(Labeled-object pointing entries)
** start **

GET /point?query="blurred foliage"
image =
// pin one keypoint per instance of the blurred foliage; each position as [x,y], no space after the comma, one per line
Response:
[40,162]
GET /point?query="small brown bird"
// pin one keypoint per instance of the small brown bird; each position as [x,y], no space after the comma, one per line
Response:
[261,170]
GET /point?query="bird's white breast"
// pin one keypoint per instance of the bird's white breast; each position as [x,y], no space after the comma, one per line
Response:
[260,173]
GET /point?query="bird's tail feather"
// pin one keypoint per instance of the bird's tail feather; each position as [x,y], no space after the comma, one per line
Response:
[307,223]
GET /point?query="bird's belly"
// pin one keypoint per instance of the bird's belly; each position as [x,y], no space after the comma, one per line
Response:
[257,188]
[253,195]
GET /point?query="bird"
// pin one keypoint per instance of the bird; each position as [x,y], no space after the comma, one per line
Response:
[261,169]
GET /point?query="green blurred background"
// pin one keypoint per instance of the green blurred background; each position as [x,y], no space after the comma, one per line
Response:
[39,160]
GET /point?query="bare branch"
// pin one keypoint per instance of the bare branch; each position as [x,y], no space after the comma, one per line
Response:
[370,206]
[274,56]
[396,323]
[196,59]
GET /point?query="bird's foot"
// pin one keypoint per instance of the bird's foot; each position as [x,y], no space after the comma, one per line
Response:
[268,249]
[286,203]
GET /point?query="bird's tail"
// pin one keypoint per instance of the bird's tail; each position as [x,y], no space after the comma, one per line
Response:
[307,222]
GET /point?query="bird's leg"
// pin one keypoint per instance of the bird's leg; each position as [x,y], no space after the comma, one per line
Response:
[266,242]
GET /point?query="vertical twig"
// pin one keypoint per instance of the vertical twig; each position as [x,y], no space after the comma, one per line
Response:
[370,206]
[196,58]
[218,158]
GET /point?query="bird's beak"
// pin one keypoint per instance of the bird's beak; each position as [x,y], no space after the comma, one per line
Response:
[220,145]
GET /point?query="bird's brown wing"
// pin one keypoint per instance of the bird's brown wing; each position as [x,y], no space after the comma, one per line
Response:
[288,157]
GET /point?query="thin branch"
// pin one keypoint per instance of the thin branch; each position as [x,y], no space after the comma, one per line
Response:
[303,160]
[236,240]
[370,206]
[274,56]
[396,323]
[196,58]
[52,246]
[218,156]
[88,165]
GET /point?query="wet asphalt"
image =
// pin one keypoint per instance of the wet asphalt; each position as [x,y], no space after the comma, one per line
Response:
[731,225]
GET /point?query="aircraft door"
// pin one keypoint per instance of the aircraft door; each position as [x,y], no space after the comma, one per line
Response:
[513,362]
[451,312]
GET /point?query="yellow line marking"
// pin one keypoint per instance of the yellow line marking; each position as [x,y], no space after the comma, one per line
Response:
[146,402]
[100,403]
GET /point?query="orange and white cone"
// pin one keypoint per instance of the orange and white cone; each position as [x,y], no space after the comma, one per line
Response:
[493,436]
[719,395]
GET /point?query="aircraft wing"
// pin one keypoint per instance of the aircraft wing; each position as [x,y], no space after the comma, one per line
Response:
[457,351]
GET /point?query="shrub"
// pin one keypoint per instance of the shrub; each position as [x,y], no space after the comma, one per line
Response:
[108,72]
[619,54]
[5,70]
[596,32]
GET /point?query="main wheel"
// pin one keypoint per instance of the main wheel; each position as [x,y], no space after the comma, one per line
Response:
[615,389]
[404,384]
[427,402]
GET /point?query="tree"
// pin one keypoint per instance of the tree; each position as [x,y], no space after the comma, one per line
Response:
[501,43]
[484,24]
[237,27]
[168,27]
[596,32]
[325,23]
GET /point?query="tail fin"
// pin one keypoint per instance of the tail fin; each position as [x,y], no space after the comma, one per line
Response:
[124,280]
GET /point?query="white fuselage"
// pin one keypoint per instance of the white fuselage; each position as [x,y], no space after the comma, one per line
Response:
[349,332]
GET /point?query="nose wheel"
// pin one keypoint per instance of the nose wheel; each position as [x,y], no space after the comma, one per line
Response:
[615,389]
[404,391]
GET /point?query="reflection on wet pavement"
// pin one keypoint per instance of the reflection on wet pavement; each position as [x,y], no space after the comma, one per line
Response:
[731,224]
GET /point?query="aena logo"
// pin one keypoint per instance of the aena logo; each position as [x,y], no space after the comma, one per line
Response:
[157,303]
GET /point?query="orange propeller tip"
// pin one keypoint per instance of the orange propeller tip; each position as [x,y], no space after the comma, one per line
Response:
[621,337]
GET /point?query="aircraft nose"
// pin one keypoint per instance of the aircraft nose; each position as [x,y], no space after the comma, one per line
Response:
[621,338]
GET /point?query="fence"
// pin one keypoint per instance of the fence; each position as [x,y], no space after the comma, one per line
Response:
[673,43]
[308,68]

** end **
** start **

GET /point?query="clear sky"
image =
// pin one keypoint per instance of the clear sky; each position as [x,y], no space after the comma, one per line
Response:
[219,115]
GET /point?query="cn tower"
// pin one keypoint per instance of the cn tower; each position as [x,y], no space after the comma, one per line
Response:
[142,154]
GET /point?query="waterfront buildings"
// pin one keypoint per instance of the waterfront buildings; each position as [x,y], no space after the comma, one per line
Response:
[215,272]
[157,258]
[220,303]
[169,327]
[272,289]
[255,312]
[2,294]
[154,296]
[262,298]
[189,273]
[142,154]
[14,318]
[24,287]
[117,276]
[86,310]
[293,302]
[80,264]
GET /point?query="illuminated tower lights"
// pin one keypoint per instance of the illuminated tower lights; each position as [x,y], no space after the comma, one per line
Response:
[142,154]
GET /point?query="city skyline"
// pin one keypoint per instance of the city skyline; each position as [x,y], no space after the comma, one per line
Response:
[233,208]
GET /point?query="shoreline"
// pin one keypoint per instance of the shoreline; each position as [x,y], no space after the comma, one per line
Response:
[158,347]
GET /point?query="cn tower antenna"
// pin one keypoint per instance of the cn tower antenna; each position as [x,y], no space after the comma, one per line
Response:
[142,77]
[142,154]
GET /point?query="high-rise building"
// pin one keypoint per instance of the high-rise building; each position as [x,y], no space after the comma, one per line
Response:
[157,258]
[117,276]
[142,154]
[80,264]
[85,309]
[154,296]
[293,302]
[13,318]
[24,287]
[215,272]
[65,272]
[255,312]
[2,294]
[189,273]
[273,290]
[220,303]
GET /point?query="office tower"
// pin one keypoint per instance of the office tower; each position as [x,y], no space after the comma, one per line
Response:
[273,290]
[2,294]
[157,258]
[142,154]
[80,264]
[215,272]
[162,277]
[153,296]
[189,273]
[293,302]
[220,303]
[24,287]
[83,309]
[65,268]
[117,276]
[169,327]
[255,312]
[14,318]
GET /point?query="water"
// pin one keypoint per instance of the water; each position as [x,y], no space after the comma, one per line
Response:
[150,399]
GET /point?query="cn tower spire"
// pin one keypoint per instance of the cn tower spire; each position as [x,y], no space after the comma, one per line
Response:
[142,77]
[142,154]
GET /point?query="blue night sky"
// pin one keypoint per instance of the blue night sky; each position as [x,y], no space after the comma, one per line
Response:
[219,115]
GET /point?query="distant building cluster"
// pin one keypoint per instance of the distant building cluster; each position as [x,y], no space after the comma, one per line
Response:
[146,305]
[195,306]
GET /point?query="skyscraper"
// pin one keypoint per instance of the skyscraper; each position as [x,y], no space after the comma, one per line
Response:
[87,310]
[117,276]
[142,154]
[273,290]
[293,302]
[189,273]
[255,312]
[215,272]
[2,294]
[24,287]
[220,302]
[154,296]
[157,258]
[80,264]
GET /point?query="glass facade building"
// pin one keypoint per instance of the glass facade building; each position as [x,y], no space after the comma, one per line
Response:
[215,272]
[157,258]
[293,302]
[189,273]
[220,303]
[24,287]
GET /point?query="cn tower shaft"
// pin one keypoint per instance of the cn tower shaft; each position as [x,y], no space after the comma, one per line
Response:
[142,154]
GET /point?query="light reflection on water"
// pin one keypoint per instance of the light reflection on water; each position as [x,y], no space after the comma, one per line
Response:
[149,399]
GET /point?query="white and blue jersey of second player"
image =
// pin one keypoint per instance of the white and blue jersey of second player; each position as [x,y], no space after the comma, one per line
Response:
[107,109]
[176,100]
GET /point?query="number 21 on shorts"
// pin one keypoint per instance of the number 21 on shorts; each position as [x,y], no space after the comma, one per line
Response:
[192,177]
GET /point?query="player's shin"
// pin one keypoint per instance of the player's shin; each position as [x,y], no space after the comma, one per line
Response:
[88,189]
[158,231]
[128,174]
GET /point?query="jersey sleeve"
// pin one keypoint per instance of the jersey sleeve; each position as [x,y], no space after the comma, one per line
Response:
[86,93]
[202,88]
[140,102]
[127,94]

** end **
** start **

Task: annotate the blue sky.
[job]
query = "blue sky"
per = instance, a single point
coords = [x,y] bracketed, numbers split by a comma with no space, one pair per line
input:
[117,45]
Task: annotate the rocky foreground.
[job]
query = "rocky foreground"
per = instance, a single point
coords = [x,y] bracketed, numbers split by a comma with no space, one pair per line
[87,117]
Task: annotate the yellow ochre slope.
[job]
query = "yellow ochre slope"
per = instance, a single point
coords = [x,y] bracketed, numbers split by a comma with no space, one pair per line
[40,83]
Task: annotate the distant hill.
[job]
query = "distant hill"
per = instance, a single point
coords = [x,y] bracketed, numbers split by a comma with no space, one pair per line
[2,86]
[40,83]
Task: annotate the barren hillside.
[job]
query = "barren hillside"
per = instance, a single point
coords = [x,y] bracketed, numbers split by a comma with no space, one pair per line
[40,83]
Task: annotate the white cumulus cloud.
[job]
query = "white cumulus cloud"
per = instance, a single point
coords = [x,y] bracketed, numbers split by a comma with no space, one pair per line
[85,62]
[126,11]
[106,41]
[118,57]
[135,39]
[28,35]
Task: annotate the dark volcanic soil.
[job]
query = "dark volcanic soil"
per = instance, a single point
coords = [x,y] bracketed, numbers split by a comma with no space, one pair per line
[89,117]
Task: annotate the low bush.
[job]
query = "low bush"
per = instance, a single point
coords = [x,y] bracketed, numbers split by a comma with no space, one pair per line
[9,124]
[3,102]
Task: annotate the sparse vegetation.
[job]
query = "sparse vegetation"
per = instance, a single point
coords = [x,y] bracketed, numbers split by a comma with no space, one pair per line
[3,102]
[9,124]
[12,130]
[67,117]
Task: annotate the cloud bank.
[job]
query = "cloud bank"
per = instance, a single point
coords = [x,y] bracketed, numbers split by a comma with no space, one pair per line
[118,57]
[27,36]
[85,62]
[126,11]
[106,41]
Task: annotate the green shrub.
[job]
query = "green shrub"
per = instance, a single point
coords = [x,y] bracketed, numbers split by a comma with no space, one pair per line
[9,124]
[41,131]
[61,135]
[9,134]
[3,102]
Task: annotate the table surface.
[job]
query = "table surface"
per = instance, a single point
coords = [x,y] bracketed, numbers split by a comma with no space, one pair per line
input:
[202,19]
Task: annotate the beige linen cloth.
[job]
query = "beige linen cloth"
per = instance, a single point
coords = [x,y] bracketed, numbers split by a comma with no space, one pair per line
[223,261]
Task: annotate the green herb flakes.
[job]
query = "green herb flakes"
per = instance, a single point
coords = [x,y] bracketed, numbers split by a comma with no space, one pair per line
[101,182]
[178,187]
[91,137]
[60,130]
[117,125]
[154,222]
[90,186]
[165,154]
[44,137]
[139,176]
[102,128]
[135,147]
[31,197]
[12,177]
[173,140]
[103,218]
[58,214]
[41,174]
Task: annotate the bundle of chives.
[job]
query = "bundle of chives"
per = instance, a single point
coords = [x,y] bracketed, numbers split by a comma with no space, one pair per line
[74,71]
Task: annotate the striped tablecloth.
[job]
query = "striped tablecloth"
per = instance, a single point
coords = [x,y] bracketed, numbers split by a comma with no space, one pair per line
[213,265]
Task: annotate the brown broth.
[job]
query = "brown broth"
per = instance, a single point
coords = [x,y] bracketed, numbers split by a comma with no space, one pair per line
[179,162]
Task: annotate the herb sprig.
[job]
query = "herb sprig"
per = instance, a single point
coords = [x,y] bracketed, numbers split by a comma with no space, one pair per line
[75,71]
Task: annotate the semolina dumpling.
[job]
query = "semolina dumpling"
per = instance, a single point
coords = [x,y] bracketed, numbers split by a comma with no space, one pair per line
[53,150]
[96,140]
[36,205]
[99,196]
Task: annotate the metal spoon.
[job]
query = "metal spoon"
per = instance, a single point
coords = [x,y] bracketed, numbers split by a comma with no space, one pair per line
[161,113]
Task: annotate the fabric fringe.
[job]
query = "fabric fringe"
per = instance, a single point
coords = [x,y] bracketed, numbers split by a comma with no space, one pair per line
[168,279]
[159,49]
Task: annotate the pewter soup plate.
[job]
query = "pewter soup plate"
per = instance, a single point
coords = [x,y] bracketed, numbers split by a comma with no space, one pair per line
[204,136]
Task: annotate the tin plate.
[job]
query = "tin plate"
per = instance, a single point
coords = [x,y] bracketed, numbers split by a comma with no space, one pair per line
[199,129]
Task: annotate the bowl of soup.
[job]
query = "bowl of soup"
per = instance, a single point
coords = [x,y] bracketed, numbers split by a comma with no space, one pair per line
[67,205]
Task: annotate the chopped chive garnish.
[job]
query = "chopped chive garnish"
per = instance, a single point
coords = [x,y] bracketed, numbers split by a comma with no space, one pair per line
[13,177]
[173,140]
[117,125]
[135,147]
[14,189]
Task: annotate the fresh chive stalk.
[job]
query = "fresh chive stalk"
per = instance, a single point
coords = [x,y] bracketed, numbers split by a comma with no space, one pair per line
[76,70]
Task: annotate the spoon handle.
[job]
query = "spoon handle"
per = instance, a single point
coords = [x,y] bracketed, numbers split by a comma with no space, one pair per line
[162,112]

** end **

■ **Aim of the exercise**: How many lines of the data above contain the word "nose"? Reply with the number only.

■ **Exercise solution**: 4